[Stored data]
+--
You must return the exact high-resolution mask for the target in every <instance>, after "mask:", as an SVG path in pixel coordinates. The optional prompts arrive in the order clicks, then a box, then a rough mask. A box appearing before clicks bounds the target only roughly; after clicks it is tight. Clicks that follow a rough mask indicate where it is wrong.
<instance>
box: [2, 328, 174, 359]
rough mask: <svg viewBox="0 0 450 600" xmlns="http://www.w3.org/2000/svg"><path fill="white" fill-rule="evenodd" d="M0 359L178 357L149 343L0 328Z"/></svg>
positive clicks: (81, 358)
+--
What lines above contain the word "mask"? Return each such line.

■ SOLUTION TO THIS PROBLEM ■
You must return the exact high-resolution mask for the target in every <instance>, after "mask:", as an SVG path in pixel coordinates. The optional prompts arrive in the order clicks, then a box, then a rough mask. A box appearing before clicks bounds the target only roughly; after clicks it is tight. Clicks that follow a rough mask indicate where it is wrong.
rough mask: <svg viewBox="0 0 450 600" xmlns="http://www.w3.org/2000/svg"><path fill="white" fill-rule="evenodd" d="M0 359L178 357L149 343L0 328Z"/></svg>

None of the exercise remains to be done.